# Given exercise
Write out the part of the security group leak report between "What you expected" and "the Service LB?)", inclusive, without changing a word.

Managed security group leak after annotation `service.beta.kubernetes.io/aws-load-balancer-security-groups` added to existing service
What happened:
Security Group leak when annotation service.beta.kubernetes.io/aws-load-balancer-security-groups (BYO SG) is added to existing Service type-loadBalancer CLB.
What you expected to happen:
To be discussed with community:
Options I can see so far:
- Security Group created by controller ("managed SG") is removed after LB reconciliation adding BYO SG to ELB/CLB (prior dependencies must be resolved such as removing backend's SG remove rules)
- Controller not allow to update "managed SG" when an annotation is added to existing service (is the a validation webhook for the Service LB?)
- any other?
How to reproduce it (as minimally and precisely as possible):
# Step 1: Create CLB service
SVC_NAME=$APP_NAME_BASE-clb-sg1
cat << EOF | kubectl create -f -
apiVersion: v1
kind: Service
metadata:
name: $SVC_NAME
namespace: ${APP_NAMESPACE}
spec:
selector:
app: $APP_NAME_BASE
ports:
- name: http80
port: 80
targetPort: 8080
protocol: TCP
type: LoadBalancer
EOF
# Step 2: Check the CLB SG
LB_DNS=$(kubectl get svc $SVC_NAME -n ${APP_NAMESPACE} -o jsonpath='{.status.loadBalancer.ingress[0].hostname}')

(Stored data)
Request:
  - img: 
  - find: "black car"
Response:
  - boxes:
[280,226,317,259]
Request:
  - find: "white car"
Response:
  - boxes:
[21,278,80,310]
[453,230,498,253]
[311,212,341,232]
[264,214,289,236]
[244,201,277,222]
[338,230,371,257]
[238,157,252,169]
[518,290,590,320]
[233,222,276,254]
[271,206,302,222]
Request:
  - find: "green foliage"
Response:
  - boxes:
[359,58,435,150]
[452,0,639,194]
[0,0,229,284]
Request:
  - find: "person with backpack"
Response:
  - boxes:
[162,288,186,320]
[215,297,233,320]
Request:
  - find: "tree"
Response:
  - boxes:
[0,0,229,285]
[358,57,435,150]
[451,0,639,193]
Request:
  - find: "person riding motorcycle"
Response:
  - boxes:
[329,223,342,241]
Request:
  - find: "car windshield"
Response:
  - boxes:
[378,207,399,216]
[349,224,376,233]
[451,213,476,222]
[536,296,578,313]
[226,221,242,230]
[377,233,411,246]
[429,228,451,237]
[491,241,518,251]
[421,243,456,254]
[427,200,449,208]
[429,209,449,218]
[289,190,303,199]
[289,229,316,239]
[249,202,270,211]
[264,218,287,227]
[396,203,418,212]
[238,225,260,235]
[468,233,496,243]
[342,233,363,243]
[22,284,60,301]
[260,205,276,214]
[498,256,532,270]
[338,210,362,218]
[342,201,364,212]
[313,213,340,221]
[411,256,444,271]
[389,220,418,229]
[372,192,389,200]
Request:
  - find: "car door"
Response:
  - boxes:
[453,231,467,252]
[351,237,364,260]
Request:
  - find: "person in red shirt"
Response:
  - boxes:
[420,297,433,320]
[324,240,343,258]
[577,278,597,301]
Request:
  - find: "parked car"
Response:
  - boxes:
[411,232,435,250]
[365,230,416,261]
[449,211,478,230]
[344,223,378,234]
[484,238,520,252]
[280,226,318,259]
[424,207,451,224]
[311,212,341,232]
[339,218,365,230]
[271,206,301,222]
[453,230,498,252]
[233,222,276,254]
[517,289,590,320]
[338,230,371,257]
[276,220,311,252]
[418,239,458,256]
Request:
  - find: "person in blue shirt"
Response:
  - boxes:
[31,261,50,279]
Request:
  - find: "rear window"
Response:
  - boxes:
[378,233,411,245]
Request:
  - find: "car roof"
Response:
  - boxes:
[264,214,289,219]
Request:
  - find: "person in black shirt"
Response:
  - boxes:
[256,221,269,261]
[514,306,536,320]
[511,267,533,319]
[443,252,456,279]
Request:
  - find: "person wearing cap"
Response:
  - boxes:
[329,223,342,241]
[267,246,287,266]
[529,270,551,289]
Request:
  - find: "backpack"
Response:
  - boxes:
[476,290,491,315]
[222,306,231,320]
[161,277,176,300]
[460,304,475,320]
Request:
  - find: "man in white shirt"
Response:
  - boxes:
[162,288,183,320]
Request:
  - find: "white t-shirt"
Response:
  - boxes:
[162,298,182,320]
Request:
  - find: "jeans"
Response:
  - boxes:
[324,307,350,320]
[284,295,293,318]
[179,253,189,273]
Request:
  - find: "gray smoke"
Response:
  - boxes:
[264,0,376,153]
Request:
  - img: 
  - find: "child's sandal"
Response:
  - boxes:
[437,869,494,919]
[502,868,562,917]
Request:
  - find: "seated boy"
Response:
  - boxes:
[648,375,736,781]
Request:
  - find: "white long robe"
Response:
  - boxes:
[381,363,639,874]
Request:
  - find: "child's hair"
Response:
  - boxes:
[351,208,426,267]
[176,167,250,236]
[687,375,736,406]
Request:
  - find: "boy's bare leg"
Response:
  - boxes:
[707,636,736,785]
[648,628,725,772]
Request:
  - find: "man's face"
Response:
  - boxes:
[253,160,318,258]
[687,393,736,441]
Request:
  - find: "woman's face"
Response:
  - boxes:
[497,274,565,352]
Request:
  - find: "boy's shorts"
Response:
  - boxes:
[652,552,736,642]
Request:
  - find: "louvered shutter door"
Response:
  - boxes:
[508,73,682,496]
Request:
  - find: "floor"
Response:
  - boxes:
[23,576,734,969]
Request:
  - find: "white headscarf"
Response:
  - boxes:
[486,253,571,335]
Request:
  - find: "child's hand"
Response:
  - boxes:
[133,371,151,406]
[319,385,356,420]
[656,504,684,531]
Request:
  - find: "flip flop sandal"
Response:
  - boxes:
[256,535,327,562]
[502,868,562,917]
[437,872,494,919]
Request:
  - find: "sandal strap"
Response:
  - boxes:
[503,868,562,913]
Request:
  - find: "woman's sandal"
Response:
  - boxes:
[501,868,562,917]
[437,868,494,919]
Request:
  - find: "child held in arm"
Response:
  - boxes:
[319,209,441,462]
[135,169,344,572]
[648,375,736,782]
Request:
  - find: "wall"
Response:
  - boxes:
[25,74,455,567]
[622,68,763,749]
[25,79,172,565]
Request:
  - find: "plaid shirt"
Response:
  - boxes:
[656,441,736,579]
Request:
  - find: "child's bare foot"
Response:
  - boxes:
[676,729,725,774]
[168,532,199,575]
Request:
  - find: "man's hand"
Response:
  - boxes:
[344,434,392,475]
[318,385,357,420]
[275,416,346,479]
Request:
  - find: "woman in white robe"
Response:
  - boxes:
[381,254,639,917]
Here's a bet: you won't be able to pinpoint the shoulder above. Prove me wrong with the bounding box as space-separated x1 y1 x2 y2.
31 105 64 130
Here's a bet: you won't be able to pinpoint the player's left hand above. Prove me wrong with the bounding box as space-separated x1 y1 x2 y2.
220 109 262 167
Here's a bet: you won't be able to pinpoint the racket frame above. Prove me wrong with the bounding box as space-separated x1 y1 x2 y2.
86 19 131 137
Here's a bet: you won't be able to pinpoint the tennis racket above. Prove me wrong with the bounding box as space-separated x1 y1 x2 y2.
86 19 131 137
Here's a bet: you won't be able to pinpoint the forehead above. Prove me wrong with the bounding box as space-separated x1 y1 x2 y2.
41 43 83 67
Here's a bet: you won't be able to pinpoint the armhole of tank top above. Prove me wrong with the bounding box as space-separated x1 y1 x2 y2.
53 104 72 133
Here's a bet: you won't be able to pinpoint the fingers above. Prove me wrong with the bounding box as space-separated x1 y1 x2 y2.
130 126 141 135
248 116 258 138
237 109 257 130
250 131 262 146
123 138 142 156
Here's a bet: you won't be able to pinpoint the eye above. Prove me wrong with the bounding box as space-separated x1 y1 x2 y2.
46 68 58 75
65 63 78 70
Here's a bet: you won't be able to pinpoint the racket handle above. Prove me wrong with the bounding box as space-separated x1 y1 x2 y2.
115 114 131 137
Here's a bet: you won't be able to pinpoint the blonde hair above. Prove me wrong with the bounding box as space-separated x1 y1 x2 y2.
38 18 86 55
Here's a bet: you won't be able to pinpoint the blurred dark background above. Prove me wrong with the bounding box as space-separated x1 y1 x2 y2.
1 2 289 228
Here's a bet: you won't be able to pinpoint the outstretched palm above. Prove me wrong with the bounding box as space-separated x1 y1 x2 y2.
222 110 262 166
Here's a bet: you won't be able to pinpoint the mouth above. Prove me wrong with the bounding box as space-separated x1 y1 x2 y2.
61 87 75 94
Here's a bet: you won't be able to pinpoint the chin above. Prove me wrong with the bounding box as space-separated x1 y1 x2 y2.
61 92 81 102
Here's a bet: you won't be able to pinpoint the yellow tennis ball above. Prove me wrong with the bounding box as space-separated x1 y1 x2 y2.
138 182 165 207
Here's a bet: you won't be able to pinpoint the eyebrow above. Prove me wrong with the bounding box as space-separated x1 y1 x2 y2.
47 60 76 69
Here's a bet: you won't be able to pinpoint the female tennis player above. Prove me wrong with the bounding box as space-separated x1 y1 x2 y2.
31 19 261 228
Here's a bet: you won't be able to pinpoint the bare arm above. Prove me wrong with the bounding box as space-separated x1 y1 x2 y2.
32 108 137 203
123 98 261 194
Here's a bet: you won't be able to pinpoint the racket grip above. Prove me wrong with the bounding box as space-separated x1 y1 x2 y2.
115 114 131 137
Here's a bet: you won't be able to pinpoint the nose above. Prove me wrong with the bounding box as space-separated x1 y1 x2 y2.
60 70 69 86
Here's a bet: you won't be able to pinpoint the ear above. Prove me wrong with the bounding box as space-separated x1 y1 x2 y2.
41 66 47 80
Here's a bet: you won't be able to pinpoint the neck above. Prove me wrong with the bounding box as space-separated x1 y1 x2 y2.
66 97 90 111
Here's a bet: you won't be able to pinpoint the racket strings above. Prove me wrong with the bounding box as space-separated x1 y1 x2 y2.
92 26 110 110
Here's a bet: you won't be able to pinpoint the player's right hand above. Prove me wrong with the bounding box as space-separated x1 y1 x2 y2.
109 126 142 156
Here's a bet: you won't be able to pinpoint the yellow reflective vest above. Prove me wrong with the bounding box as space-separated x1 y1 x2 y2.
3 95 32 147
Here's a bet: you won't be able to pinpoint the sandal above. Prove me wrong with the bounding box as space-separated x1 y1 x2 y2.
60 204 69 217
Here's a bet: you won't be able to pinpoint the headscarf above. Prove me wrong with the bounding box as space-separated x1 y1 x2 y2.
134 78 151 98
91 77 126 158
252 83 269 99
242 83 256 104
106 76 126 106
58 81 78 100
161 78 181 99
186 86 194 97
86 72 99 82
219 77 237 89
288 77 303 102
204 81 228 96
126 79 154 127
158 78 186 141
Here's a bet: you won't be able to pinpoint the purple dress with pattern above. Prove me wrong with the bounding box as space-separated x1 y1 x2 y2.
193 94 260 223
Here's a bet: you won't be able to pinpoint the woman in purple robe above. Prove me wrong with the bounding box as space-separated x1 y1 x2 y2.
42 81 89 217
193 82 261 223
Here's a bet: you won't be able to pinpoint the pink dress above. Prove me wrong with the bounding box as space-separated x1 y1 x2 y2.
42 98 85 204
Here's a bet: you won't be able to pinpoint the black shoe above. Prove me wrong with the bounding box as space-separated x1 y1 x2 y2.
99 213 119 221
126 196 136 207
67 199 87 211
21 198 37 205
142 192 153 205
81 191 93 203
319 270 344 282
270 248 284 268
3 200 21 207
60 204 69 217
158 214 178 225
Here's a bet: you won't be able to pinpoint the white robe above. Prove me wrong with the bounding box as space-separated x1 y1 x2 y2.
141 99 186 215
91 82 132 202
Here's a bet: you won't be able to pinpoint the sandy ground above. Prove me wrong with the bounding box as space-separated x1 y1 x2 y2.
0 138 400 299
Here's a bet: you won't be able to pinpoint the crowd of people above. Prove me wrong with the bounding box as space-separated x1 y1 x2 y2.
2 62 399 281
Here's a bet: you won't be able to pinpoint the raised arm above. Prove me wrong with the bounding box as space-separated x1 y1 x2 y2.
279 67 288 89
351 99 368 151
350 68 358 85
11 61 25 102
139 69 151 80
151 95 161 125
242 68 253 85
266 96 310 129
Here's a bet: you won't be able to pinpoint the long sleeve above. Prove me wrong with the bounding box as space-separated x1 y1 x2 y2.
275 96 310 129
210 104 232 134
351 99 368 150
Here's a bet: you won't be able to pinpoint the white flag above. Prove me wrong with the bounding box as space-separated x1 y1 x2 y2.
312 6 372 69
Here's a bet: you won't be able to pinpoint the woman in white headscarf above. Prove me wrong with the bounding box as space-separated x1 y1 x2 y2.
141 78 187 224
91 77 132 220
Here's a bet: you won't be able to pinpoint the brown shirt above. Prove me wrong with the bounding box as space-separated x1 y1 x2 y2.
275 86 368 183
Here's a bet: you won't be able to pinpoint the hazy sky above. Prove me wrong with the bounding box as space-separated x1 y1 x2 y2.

# Exercise response
What you expected to happen:
To be discussed with community:
Options I can see so far:
- Security Group created by controller ("managed SG") is removed after LB reconciliation adding BYO SG to ELB/CLB (prior dependencies must be resolved such as removing backend's SG remove rules)
- Controller not allow to update "managed SG" when an annotation is added to existing service (is the a validation webhook for the Service LB?)